• _YOUR INSTRUCTIONS_:
Copy the stretch of material from the line with "Which region of the photo contains the wooden sign" through the end, swapping "plastic crate" for "plastic bin" and changing nothing else.

• _PROVIDED DATA_:
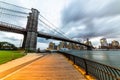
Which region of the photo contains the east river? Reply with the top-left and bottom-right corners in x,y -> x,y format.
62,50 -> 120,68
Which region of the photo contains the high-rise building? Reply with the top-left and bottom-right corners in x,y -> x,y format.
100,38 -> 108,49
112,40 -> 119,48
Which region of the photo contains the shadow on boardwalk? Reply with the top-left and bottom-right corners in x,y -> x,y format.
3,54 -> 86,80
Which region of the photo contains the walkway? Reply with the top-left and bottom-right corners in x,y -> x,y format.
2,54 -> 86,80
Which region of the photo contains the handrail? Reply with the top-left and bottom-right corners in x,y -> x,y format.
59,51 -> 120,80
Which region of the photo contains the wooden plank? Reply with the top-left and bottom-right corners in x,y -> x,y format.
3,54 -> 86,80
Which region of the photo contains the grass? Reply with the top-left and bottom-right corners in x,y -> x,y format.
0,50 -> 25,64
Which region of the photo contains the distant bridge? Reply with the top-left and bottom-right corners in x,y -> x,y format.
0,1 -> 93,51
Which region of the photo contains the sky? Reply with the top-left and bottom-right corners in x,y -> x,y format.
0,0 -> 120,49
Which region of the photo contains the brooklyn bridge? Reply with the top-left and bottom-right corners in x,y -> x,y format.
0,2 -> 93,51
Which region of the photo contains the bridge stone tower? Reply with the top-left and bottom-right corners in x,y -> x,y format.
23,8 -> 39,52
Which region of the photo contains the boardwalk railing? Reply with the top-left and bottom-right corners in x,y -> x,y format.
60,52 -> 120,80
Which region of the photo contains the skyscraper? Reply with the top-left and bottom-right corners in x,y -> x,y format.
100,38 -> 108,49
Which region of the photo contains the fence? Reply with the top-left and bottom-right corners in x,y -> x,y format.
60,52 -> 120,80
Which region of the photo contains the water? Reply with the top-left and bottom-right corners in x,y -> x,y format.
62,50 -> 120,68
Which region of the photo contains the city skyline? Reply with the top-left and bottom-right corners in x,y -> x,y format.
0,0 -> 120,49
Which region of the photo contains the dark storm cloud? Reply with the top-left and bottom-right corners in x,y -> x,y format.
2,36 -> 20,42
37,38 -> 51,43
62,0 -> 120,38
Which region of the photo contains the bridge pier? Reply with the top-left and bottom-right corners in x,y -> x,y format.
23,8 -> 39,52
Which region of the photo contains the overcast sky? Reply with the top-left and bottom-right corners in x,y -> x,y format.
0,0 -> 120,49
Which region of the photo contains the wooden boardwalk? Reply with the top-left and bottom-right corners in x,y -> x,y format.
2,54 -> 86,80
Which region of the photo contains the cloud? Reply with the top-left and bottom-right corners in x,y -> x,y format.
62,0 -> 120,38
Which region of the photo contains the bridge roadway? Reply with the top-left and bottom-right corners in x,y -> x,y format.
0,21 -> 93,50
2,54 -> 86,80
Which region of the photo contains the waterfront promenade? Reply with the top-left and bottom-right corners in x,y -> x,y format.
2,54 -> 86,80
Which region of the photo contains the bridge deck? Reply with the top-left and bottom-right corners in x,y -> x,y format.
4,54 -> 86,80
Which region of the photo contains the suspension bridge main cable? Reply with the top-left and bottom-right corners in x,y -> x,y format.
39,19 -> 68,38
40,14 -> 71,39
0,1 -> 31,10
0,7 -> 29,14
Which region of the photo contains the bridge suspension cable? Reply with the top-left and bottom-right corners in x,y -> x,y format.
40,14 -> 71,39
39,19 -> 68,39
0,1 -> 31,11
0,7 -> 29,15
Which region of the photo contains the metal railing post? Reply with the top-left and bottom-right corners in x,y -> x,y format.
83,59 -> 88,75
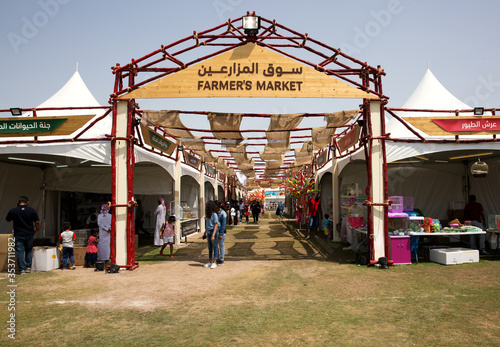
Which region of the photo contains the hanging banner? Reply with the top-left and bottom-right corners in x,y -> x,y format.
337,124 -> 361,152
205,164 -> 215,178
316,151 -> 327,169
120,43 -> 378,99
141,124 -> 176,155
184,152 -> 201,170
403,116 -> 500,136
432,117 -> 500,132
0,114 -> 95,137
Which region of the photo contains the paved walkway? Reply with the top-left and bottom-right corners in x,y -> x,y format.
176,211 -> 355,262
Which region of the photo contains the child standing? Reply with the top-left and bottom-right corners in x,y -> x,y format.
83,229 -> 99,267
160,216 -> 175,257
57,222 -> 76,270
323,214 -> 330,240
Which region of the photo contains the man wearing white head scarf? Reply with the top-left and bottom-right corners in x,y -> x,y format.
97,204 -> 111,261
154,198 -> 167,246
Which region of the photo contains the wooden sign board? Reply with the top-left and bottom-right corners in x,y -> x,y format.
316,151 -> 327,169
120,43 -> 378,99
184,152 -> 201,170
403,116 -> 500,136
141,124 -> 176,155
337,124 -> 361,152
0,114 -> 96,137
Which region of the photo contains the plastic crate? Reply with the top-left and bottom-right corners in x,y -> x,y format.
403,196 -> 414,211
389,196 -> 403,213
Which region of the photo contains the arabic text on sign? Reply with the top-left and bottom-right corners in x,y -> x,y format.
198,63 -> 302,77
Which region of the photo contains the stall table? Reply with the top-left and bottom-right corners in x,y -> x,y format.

• _TASK ANSWER_:
Which region of the photo contains the wooden sign board? Reply with the top-left and bottom-right corners in x,y -> x,y format.
316,151 -> 327,169
120,43 -> 378,99
184,152 -> 201,170
403,116 -> 500,136
141,124 -> 176,155
337,124 -> 361,152
0,114 -> 96,137
Which region of the photo contains the plastic bin? Reply with the top-left and bottom-right corners in x,y -> x,y format.
403,196 -> 414,211
389,196 -> 403,213
Which region of the photo contains the arabic text on sign? Reply with the top-left and bottom-right corners in x,y -> x,y format.
198,63 -> 302,77
Which region of the photo contains the stall table? Reply with the top-left and bottom-right corners in x,y -> x,y format.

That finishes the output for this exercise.